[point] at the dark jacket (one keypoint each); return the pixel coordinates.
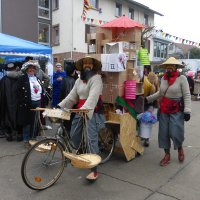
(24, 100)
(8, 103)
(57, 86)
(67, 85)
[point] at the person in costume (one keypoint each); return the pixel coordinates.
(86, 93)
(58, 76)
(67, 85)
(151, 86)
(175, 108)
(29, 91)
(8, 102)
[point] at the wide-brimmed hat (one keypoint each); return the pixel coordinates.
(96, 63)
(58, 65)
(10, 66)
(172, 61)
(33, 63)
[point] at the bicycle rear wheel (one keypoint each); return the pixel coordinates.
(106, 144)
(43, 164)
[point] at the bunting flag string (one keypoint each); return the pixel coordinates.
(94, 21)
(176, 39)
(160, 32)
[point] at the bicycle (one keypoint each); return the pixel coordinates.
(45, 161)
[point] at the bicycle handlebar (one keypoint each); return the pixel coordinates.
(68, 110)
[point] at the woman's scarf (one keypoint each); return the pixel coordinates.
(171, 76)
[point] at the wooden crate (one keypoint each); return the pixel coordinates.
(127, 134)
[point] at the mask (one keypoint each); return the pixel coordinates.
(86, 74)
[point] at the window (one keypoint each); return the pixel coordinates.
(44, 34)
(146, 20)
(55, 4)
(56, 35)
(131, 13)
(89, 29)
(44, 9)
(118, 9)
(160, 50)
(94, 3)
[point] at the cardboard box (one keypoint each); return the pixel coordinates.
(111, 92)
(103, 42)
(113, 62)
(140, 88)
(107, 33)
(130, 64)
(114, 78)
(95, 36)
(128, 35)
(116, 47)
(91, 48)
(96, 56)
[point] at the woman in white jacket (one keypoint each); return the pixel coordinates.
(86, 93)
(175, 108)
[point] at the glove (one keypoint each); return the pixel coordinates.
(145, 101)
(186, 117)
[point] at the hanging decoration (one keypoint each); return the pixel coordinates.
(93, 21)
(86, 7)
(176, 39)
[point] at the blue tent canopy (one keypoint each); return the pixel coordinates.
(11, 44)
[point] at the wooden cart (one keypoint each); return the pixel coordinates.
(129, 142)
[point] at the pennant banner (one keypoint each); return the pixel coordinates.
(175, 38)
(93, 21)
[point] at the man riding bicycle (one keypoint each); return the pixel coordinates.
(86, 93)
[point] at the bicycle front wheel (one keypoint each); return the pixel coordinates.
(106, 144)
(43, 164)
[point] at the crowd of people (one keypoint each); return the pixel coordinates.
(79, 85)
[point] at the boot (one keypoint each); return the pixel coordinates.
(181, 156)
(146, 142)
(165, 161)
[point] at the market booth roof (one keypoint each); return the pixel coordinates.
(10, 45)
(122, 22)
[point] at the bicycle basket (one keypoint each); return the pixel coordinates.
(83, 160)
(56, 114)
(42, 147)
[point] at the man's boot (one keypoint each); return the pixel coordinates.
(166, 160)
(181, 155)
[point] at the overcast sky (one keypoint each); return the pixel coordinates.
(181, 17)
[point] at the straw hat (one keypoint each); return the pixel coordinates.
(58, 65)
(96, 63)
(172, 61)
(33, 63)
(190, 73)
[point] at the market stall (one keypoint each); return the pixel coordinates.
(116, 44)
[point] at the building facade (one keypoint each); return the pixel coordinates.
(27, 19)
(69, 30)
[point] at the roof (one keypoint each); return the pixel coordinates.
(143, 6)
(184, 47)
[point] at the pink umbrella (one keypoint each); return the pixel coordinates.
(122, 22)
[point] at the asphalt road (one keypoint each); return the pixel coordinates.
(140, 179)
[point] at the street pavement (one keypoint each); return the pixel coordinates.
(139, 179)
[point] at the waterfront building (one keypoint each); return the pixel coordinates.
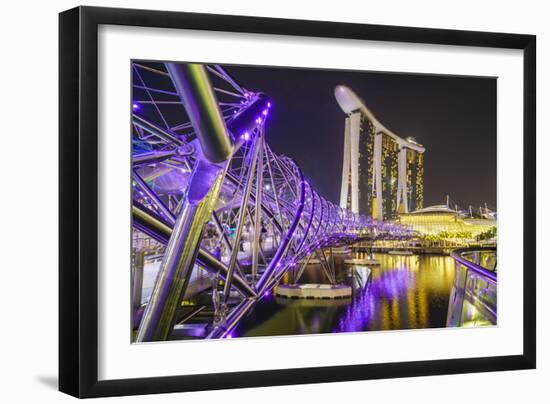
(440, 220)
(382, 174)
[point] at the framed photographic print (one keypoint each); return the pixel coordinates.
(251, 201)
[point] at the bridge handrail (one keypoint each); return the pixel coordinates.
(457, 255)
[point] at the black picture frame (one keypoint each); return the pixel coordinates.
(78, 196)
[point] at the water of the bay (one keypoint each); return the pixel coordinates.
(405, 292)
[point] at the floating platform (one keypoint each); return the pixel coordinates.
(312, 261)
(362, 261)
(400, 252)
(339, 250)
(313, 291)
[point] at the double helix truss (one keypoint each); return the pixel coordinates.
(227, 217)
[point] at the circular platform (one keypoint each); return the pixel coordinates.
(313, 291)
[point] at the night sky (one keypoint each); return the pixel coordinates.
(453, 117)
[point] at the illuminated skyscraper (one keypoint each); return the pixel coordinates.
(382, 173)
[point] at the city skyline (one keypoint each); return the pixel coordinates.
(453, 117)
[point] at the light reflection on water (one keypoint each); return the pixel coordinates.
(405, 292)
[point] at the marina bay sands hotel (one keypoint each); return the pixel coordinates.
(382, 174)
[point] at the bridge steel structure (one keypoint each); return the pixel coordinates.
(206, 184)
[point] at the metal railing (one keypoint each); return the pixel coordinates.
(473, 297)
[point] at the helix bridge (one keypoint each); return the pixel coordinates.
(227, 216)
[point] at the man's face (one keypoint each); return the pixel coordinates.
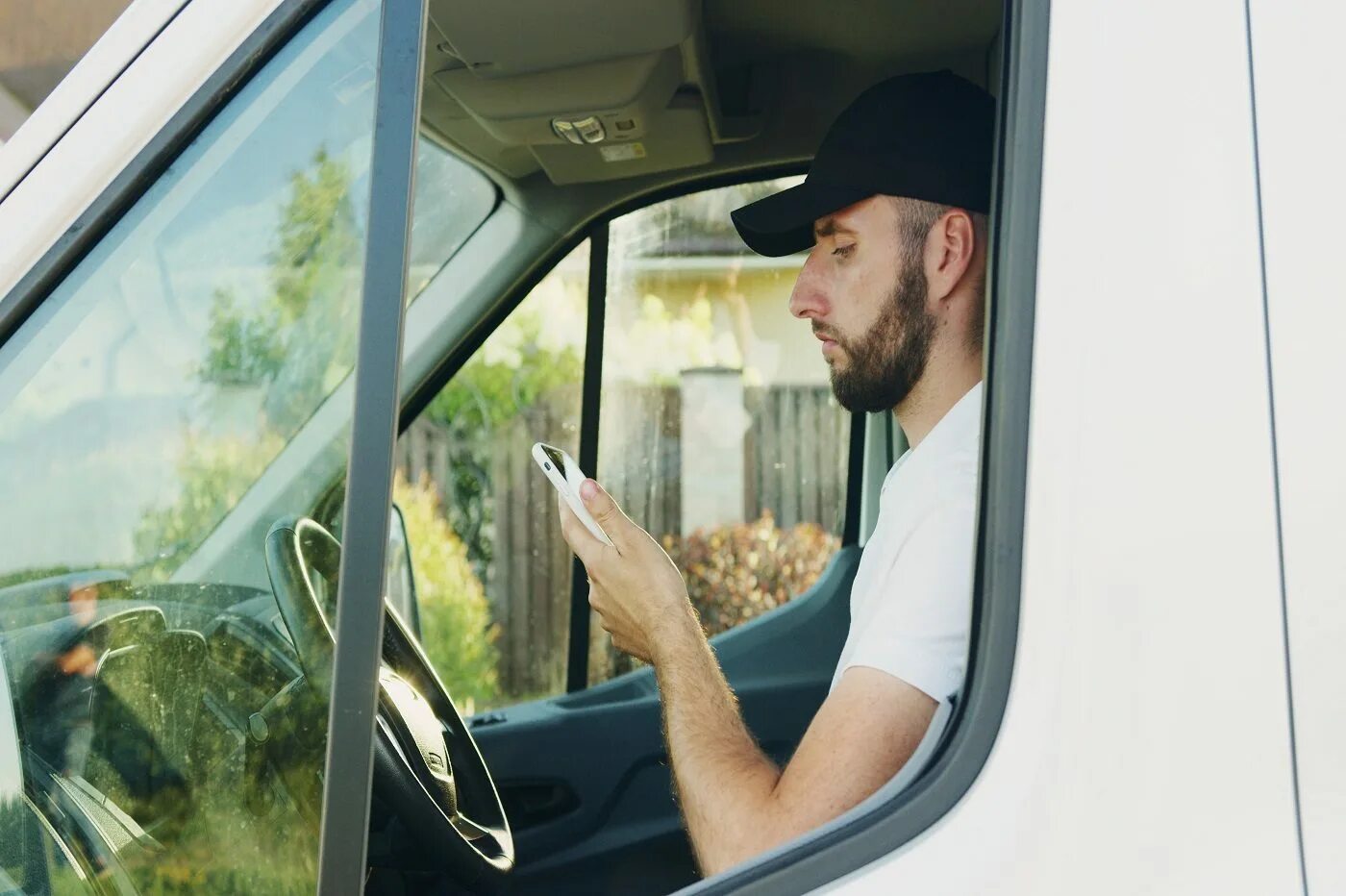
• • • • •
Brief – Reproduce the listing word for word, starting at the line that contains "[point] at the illuminated" and running through the end of the listing, with both ends included. Omit the pictures.

Finished exercise –
[point] at the illuminated skyscraper (one keypoint each); return the pixel coordinates.
(382, 173)
[point] at the city skyline (one keypoint each); return the pixel coordinates.
(453, 117)
[point] at the light reflection on water (one keypoint each); return the pixel coordinates.
(405, 292)
[point] at the marina bay sands hotel (one keypoint each); return the pixel coordinates.
(382, 174)
[point] at the bridge steel structure (one keypoint each); return the pixel coordinates.
(206, 184)
[point] at the metal railing (one keypoint each); return the pixel coordinates.
(473, 297)
[point] at the helix bridge (one keypoint each); return the pixel coordinates.
(227, 216)
[point] at the man's face (one keypoint each); return the pixel coordinates.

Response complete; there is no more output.